──────── DATA LINES

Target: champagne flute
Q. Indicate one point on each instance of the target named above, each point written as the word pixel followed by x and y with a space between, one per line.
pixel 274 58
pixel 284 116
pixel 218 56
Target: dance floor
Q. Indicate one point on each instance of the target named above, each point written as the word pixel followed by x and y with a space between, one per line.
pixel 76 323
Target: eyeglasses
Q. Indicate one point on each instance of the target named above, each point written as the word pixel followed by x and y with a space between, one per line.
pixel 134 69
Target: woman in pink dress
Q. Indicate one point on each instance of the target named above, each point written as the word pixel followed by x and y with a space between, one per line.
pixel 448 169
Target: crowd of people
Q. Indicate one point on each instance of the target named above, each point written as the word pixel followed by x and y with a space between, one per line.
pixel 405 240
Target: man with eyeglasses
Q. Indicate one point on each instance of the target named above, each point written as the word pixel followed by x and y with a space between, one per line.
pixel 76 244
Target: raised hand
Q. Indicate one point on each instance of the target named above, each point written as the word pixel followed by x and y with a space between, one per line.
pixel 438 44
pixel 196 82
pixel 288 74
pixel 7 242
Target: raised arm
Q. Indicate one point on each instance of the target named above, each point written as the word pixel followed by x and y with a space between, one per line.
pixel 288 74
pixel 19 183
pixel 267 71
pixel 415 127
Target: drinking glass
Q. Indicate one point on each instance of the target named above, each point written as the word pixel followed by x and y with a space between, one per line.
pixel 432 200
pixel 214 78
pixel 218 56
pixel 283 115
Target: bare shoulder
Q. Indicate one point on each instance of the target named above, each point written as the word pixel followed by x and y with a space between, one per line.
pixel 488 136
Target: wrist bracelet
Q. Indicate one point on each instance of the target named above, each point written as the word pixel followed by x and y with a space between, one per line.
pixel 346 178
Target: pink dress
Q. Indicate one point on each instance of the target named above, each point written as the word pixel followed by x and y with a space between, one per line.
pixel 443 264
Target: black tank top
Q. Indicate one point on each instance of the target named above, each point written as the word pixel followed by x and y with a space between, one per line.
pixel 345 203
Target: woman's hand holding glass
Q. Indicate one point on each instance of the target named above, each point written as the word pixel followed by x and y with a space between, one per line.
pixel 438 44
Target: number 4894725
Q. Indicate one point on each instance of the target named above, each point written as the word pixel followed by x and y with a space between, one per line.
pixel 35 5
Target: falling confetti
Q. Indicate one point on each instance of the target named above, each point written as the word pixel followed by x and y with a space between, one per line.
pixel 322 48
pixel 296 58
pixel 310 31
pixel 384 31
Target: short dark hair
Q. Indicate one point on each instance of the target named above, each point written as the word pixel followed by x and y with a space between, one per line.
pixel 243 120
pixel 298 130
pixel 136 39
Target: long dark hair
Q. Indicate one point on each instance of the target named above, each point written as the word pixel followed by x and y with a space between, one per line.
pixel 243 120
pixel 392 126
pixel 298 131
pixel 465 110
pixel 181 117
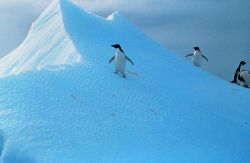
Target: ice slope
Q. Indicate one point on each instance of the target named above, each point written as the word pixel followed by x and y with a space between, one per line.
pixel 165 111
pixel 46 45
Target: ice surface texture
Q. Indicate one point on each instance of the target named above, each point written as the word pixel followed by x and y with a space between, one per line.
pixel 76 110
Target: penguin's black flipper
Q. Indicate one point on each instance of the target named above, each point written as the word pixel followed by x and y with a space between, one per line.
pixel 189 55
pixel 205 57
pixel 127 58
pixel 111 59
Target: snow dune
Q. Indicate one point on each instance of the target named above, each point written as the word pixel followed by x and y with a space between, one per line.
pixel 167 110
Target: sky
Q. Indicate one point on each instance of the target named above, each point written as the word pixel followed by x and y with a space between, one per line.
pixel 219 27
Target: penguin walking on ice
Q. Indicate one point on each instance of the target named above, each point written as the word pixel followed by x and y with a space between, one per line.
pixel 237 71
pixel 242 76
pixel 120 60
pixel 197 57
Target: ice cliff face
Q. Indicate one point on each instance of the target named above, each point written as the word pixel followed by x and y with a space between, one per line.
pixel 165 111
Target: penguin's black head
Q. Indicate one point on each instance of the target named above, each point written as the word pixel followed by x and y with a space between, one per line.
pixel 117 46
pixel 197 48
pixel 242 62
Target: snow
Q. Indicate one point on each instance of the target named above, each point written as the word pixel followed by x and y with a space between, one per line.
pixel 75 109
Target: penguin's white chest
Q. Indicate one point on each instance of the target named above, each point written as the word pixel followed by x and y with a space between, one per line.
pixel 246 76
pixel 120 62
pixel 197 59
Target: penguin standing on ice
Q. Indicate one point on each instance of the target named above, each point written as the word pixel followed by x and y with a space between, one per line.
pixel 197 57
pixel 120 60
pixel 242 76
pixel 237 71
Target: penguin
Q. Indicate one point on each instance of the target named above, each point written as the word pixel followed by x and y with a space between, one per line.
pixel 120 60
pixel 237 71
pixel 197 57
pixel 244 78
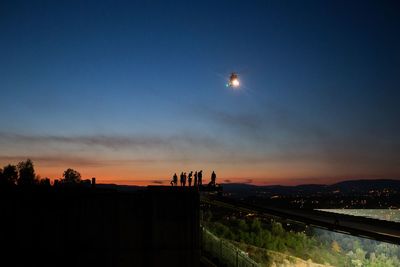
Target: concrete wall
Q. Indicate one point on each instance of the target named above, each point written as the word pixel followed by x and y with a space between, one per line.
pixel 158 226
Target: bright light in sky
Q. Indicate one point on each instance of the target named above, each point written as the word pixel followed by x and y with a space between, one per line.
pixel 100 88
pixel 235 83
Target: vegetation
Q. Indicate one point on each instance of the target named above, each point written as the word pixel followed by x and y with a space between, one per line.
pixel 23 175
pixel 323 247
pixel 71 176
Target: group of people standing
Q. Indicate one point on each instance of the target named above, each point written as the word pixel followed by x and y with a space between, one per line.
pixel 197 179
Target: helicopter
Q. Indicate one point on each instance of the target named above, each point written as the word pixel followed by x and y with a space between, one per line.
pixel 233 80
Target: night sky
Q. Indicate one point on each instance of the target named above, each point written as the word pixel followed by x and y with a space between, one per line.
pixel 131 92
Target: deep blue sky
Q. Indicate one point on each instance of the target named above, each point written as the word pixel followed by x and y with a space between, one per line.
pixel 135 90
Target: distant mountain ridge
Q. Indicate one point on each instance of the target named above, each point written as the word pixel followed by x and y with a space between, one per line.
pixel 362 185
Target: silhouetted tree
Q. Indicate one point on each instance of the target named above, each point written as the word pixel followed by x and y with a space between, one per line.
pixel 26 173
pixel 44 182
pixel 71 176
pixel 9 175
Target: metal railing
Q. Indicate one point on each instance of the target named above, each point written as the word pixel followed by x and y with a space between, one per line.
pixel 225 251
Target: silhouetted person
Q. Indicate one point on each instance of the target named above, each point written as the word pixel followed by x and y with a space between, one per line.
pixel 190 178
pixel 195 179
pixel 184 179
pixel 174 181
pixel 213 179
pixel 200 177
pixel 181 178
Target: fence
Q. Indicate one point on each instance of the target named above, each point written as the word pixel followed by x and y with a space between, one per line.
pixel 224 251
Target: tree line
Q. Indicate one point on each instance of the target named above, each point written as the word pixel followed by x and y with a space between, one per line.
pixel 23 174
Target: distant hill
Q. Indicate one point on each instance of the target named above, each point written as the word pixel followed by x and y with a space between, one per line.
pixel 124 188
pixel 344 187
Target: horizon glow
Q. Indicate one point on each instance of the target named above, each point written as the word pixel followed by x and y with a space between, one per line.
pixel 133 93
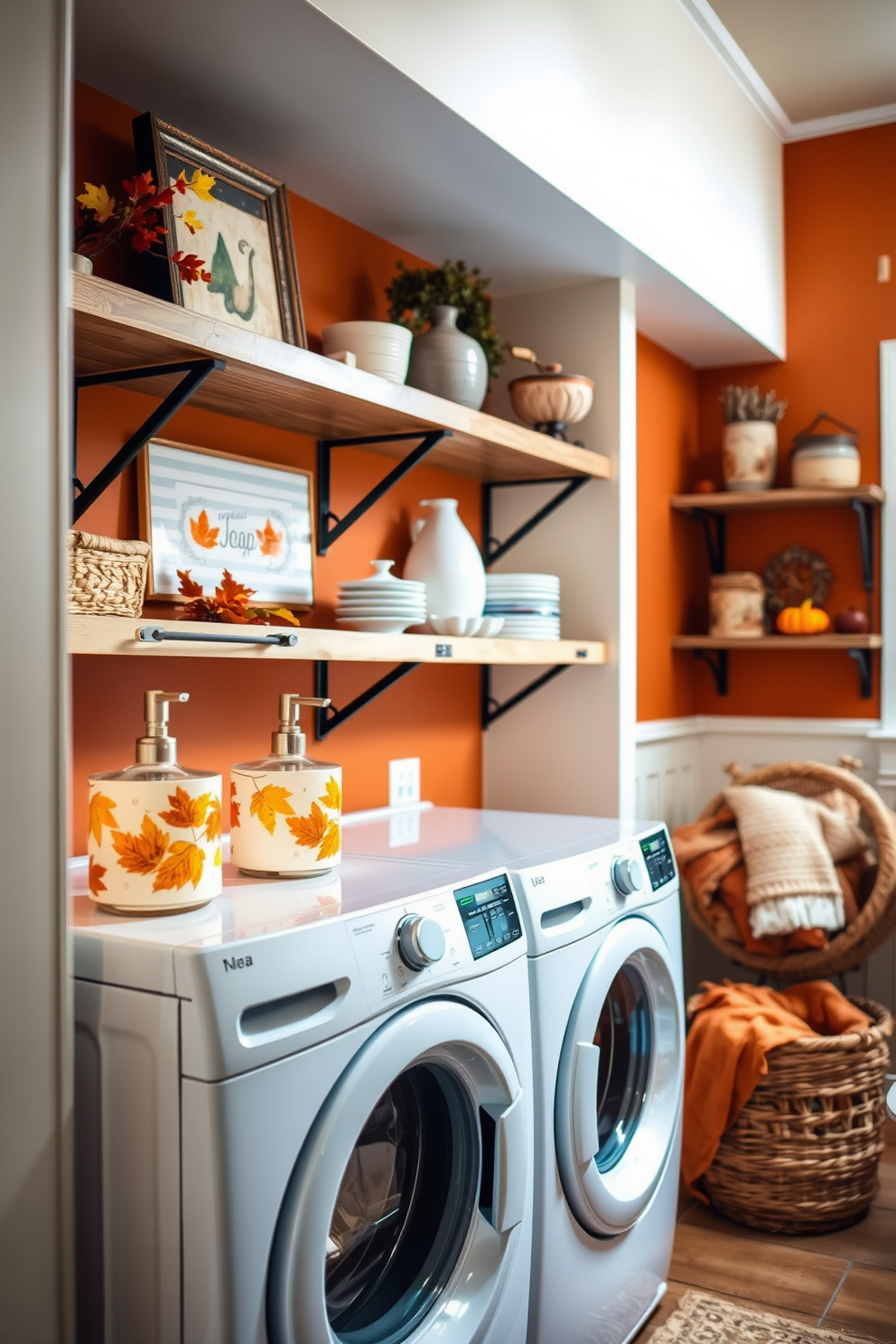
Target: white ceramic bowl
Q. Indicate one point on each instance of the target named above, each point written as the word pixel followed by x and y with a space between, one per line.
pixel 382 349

────────────────

Please rewrite the data from the line with "Target: penguin's black head" to the line with "pixel 197 59", both included, as a JSON list of strings, one string per line, with blank lines left out.

[
  "Target: penguin's black head",
  "Q. Indicate one point on each instance of the target named above, each point written as the word pixel followed by x and y with a space between, one per line.",
  "pixel 117 46",
  "pixel 197 48",
  "pixel 242 62",
  "Target: snow",
  "Q. Indicate one point on each instance of the target named above, each point written as the word pixel followed by x and y with a space between, one per line.",
  "pixel 75 109",
  "Target: penguin's white chest",
  "Q. Indicate one point on each instance of the target named above, each point written as the word pixel followed by x and y with a space between, one per line.",
  "pixel 246 76",
  "pixel 120 62",
  "pixel 197 59"
]